• _Exercise requirements_: Every line of the material is to be returned verbatim. Pictures stay out.

• _Given information_:
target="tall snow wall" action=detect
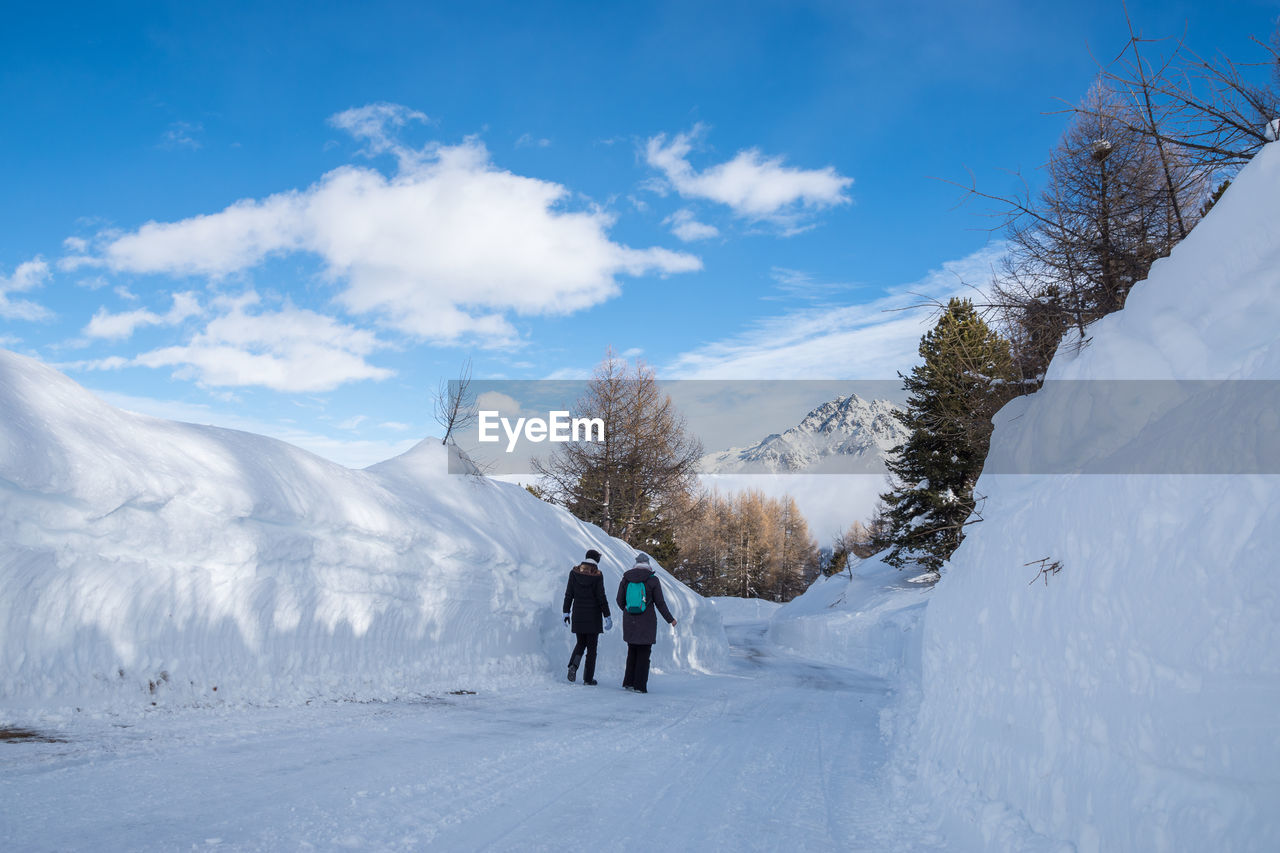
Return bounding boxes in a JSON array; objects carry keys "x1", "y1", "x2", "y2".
[
  {"x1": 0, "y1": 353, "x2": 728, "y2": 712},
  {"x1": 915, "y1": 142, "x2": 1280, "y2": 851}
]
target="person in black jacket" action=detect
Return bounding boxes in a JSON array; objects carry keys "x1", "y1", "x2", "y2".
[
  {"x1": 562, "y1": 548, "x2": 612, "y2": 685},
  {"x1": 615, "y1": 552, "x2": 676, "y2": 693}
]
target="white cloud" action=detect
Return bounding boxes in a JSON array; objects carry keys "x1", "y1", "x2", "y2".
[
  {"x1": 328, "y1": 103, "x2": 429, "y2": 169},
  {"x1": 645, "y1": 125, "x2": 852, "y2": 225},
  {"x1": 56, "y1": 355, "x2": 131, "y2": 371},
  {"x1": 83, "y1": 291, "x2": 201, "y2": 340},
  {"x1": 474, "y1": 391, "x2": 530, "y2": 418},
  {"x1": 63, "y1": 236, "x2": 89, "y2": 253},
  {"x1": 0, "y1": 259, "x2": 52, "y2": 321},
  {"x1": 131, "y1": 294, "x2": 393, "y2": 392},
  {"x1": 664, "y1": 209, "x2": 720, "y2": 242},
  {"x1": 70, "y1": 292, "x2": 393, "y2": 393},
  {"x1": 82, "y1": 106, "x2": 701, "y2": 346},
  {"x1": 543, "y1": 366, "x2": 592, "y2": 380},
  {"x1": 667, "y1": 245, "x2": 1005, "y2": 379}
]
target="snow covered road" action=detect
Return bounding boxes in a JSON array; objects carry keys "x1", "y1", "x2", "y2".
[{"x1": 1, "y1": 620, "x2": 952, "y2": 852}]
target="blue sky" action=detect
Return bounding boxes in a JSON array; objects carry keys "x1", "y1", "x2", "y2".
[{"x1": 2, "y1": 0, "x2": 1276, "y2": 467}]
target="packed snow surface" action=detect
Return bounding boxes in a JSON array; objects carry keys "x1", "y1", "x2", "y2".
[
  {"x1": 0, "y1": 350, "x2": 727, "y2": 711},
  {"x1": 915, "y1": 143, "x2": 1280, "y2": 850},
  {"x1": 0, "y1": 613, "x2": 966, "y2": 852},
  {"x1": 701, "y1": 393, "x2": 907, "y2": 474}
]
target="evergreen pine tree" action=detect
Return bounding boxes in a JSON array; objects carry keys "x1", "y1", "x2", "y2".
[{"x1": 881, "y1": 298, "x2": 1017, "y2": 572}]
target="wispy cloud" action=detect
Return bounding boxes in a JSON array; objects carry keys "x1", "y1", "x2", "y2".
[
  {"x1": 0, "y1": 259, "x2": 52, "y2": 321},
  {"x1": 71, "y1": 104, "x2": 701, "y2": 347},
  {"x1": 133, "y1": 293, "x2": 393, "y2": 392},
  {"x1": 667, "y1": 244, "x2": 1004, "y2": 379},
  {"x1": 159, "y1": 120, "x2": 203, "y2": 150},
  {"x1": 664, "y1": 208, "x2": 720, "y2": 242},
  {"x1": 329, "y1": 103, "x2": 429, "y2": 169},
  {"x1": 69, "y1": 292, "x2": 394, "y2": 393},
  {"x1": 515, "y1": 132, "x2": 551, "y2": 149},
  {"x1": 83, "y1": 292, "x2": 201, "y2": 340},
  {"x1": 645, "y1": 125, "x2": 852, "y2": 230},
  {"x1": 766, "y1": 267, "x2": 858, "y2": 301}
]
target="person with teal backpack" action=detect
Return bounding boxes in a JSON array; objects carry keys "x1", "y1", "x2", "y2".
[{"x1": 615, "y1": 552, "x2": 676, "y2": 693}]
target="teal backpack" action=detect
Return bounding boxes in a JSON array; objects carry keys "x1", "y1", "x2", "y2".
[{"x1": 625, "y1": 574, "x2": 652, "y2": 614}]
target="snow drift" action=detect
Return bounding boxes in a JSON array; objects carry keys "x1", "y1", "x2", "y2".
[
  {"x1": 768, "y1": 558, "x2": 929, "y2": 681},
  {"x1": 915, "y1": 142, "x2": 1280, "y2": 851},
  {"x1": 0, "y1": 354, "x2": 727, "y2": 711}
]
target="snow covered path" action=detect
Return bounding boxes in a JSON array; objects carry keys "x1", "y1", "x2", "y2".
[{"x1": 1, "y1": 621, "x2": 951, "y2": 852}]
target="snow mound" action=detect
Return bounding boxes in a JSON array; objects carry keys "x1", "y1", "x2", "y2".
[
  {"x1": 915, "y1": 143, "x2": 1280, "y2": 850},
  {"x1": 768, "y1": 557, "x2": 929, "y2": 680},
  {"x1": 707, "y1": 595, "x2": 782, "y2": 626},
  {"x1": 0, "y1": 351, "x2": 728, "y2": 711}
]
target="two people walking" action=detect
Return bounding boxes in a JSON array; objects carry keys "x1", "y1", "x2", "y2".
[{"x1": 562, "y1": 549, "x2": 677, "y2": 693}]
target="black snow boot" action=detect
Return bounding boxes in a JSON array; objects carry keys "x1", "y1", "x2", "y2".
[
  {"x1": 583, "y1": 678, "x2": 598, "y2": 686},
  {"x1": 567, "y1": 651, "x2": 582, "y2": 682}
]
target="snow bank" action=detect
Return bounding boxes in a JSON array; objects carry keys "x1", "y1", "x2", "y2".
[
  {"x1": 707, "y1": 595, "x2": 782, "y2": 625},
  {"x1": 768, "y1": 558, "x2": 929, "y2": 681},
  {"x1": 915, "y1": 142, "x2": 1280, "y2": 850},
  {"x1": 0, "y1": 352, "x2": 727, "y2": 712}
]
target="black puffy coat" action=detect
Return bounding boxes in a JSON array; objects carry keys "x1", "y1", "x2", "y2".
[
  {"x1": 615, "y1": 567, "x2": 674, "y2": 646},
  {"x1": 563, "y1": 564, "x2": 610, "y2": 633}
]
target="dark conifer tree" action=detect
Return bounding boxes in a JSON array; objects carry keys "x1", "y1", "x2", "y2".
[{"x1": 881, "y1": 298, "x2": 1017, "y2": 572}]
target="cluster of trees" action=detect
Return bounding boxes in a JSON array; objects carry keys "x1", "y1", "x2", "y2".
[
  {"x1": 852, "y1": 19, "x2": 1279, "y2": 574},
  {"x1": 532, "y1": 351, "x2": 821, "y2": 602},
  {"x1": 980, "y1": 18, "x2": 1279, "y2": 380},
  {"x1": 825, "y1": 513, "x2": 889, "y2": 578},
  {"x1": 533, "y1": 352, "x2": 703, "y2": 561},
  {"x1": 669, "y1": 489, "x2": 821, "y2": 602}
]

• _Response to this exercise_:
target="tall snow wall" action=detect
Return bounding boxes in a JSON array; objects carry keys "x1", "y1", "x2", "y2".
[
  {"x1": 0, "y1": 353, "x2": 728, "y2": 712},
  {"x1": 915, "y1": 142, "x2": 1280, "y2": 851}
]
target="person in black jacket" action=detect
Return bounding boxes in a JSON array; objects carry keys "x1", "y1", "x2", "y2".
[
  {"x1": 562, "y1": 548, "x2": 612, "y2": 685},
  {"x1": 615, "y1": 552, "x2": 676, "y2": 693}
]
target="white cloud" action=detect
Return bounding boxes in a JSON array; objects carry keys "x1", "y1", "x2", "y2".
[
  {"x1": 328, "y1": 103, "x2": 429, "y2": 169},
  {"x1": 645, "y1": 125, "x2": 852, "y2": 225},
  {"x1": 56, "y1": 355, "x2": 131, "y2": 371},
  {"x1": 83, "y1": 291, "x2": 201, "y2": 340},
  {"x1": 474, "y1": 391, "x2": 530, "y2": 418},
  {"x1": 63, "y1": 236, "x2": 89, "y2": 253},
  {"x1": 0, "y1": 259, "x2": 52, "y2": 321},
  {"x1": 131, "y1": 294, "x2": 393, "y2": 392},
  {"x1": 664, "y1": 209, "x2": 720, "y2": 242},
  {"x1": 70, "y1": 292, "x2": 393, "y2": 393},
  {"x1": 82, "y1": 106, "x2": 701, "y2": 346},
  {"x1": 543, "y1": 366, "x2": 592, "y2": 380},
  {"x1": 667, "y1": 245, "x2": 1005, "y2": 379}
]
target="snow covered road" action=detect
Return bounding boxes in a JSON array; objects carry keys "x1", "y1", "x2", "y2".
[{"x1": 1, "y1": 620, "x2": 952, "y2": 852}]
target="blue sky" action=detect
Return bounding boxes in a JSON array; objects carry keys "x1", "y1", "x2", "y2".
[{"x1": 2, "y1": 0, "x2": 1276, "y2": 467}]
target="packed snow surface" action=detect
Return bounding boxes in a JSON array; objects carry keys "x1", "y1", "x2", "y2".
[
  {"x1": 0, "y1": 350, "x2": 727, "y2": 711},
  {"x1": 915, "y1": 143, "x2": 1280, "y2": 850},
  {"x1": 0, "y1": 613, "x2": 966, "y2": 852},
  {"x1": 701, "y1": 393, "x2": 907, "y2": 474}
]
target="evergreen pine tree" action=detect
Return bounding boxes in a JSON array; objects carry keys "x1", "y1", "x2", "y2".
[{"x1": 881, "y1": 298, "x2": 1017, "y2": 572}]
target="wispy cloud" action=detect
Return bounding boxes in a JSON array; objects carry keys "x1", "y1", "x2", "y2".
[
  {"x1": 0, "y1": 259, "x2": 52, "y2": 321},
  {"x1": 71, "y1": 104, "x2": 701, "y2": 347},
  {"x1": 133, "y1": 293, "x2": 393, "y2": 392},
  {"x1": 667, "y1": 244, "x2": 1004, "y2": 379},
  {"x1": 159, "y1": 120, "x2": 203, "y2": 150},
  {"x1": 664, "y1": 208, "x2": 720, "y2": 242},
  {"x1": 329, "y1": 103, "x2": 429, "y2": 169},
  {"x1": 69, "y1": 292, "x2": 394, "y2": 393},
  {"x1": 515, "y1": 132, "x2": 551, "y2": 149},
  {"x1": 83, "y1": 292, "x2": 201, "y2": 340},
  {"x1": 645, "y1": 125, "x2": 852, "y2": 230},
  {"x1": 766, "y1": 267, "x2": 858, "y2": 301}
]
target="person with teal backpack" action=detect
Return bounding boxes in a JSON array; objects carry keys "x1", "y1", "x2", "y2".
[{"x1": 615, "y1": 552, "x2": 676, "y2": 693}]
target="teal backpack" action=detect
Return bounding boxes in a JSON array; objects carry keys "x1", "y1", "x2", "y2".
[{"x1": 625, "y1": 574, "x2": 652, "y2": 614}]
target="snow drift" action=detect
Return bounding boxes in a JSON array; objects carry keys "x1", "y1", "x2", "y2".
[
  {"x1": 768, "y1": 558, "x2": 929, "y2": 681},
  {"x1": 915, "y1": 142, "x2": 1280, "y2": 851},
  {"x1": 0, "y1": 354, "x2": 727, "y2": 711}
]
target="snow covered path" action=detect
Return bounding boxes in a JSON array; objects carry keys "x1", "y1", "x2", "y2".
[{"x1": 1, "y1": 621, "x2": 951, "y2": 852}]
target="snow mound" action=detect
Return bounding boxes in a JSON array; objects carry keys "x1", "y1", "x2", "y2".
[
  {"x1": 915, "y1": 143, "x2": 1280, "y2": 850},
  {"x1": 768, "y1": 557, "x2": 929, "y2": 680},
  {"x1": 707, "y1": 595, "x2": 782, "y2": 626},
  {"x1": 0, "y1": 351, "x2": 728, "y2": 711}
]
target="two people walking" action=detect
Return bounding boxes in a JSON array; objects carry keys "x1", "y1", "x2", "y2".
[{"x1": 562, "y1": 549, "x2": 677, "y2": 693}]
target="black snow boot" action=detect
Return bounding boxes in a JSON array; objects carry keys "x1", "y1", "x2", "y2".
[
  {"x1": 583, "y1": 678, "x2": 598, "y2": 686},
  {"x1": 567, "y1": 651, "x2": 582, "y2": 682}
]
target="snow bank" action=detect
Return bounding boxes in a JSON array; objects carry keys "x1", "y1", "x2", "y2".
[
  {"x1": 707, "y1": 595, "x2": 782, "y2": 625},
  {"x1": 768, "y1": 558, "x2": 929, "y2": 681},
  {"x1": 915, "y1": 142, "x2": 1280, "y2": 850},
  {"x1": 0, "y1": 352, "x2": 727, "y2": 712}
]
target="black puffy coat" action=detect
Return bounding boxes in a JSON array; objects carry keys "x1", "y1", "x2", "y2".
[
  {"x1": 615, "y1": 567, "x2": 674, "y2": 646},
  {"x1": 563, "y1": 564, "x2": 610, "y2": 633}
]
target="dark conifer tree" action=detect
Return bounding boxes in a JSON array; objects carry keys "x1", "y1", "x2", "y2".
[{"x1": 881, "y1": 298, "x2": 1017, "y2": 572}]
target="cluster of trees" action=detect
Return bounding boxes in a JSON array; objects carry keys "x1", "y1", "x2", "y2".
[
  {"x1": 852, "y1": 19, "x2": 1279, "y2": 574},
  {"x1": 532, "y1": 351, "x2": 821, "y2": 602},
  {"x1": 980, "y1": 18, "x2": 1279, "y2": 380},
  {"x1": 825, "y1": 513, "x2": 889, "y2": 578},
  {"x1": 533, "y1": 352, "x2": 703, "y2": 561},
  {"x1": 669, "y1": 489, "x2": 821, "y2": 602}
]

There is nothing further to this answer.